» Entries supplied:
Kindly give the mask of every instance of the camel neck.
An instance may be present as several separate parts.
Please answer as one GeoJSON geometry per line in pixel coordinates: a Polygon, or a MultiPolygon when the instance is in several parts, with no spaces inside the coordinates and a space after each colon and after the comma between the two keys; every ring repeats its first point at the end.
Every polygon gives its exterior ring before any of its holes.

...

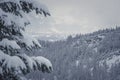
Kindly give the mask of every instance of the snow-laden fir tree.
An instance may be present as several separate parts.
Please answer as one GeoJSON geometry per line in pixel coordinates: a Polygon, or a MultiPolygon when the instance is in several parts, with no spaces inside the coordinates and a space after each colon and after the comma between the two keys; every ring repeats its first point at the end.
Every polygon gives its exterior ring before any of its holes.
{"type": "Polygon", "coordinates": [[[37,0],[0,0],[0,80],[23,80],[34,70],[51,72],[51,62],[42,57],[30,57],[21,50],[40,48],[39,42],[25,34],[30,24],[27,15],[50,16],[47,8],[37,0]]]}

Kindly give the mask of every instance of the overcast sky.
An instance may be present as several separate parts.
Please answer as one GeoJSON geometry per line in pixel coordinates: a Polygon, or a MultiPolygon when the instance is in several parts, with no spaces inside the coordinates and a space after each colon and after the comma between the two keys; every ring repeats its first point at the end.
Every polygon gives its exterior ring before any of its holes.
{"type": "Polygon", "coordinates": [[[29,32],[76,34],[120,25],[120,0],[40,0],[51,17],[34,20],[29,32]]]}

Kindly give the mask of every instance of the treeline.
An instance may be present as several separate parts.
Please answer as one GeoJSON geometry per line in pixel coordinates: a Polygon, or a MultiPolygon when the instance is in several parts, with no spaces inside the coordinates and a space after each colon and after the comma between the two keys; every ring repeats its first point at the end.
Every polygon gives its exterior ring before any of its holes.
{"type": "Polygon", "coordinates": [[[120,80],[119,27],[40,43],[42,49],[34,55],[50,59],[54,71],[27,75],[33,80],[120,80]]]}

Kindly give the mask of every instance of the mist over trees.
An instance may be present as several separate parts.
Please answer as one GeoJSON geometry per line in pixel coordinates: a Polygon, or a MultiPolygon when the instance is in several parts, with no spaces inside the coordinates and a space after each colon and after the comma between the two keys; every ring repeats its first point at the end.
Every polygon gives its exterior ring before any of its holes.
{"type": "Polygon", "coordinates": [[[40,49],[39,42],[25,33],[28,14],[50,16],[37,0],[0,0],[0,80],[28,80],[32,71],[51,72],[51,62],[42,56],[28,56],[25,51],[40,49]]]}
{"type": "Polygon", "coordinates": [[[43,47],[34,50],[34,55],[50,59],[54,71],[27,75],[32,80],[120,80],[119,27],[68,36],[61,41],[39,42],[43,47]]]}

* * *

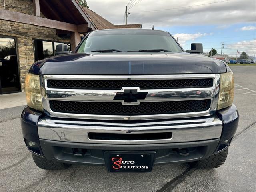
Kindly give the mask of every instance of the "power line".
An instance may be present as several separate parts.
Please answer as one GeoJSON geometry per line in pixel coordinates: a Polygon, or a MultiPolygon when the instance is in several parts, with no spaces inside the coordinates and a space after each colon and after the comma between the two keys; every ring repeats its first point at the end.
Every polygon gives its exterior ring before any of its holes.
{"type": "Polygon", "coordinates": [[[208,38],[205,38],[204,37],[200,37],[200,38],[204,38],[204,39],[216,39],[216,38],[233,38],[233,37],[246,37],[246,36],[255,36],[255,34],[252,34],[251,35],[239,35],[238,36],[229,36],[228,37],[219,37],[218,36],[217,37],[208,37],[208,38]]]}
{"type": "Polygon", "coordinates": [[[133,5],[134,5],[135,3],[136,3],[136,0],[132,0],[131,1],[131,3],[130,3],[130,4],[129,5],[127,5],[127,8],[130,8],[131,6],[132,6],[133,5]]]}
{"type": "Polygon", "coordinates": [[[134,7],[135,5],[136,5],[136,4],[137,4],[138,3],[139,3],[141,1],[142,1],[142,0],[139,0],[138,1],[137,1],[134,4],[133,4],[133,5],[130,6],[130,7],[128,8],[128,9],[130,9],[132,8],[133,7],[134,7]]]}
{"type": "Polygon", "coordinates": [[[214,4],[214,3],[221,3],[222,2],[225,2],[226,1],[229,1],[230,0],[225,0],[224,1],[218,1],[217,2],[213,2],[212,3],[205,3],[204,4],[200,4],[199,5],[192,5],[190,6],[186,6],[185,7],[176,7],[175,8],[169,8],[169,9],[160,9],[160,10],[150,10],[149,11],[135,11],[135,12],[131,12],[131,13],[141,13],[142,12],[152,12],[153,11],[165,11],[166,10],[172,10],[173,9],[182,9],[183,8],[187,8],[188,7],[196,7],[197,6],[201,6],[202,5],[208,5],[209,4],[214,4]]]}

» Goal of the exercise: Pull out every line in the entries above that contains the word "Kindly". Case counts.

» Solution to the problem:
Kindly give the mask of every instance of the camel neck.
Kindly give the mask of every instance of the snow-laden fir tree.
Kindly give the mask of every instance of the overcast sky.
Kindly give the mask of every instance of the treeline.
Kindly give the mask of every instance of the mist over trees.
Kindly give the mask of every instance of the "power line".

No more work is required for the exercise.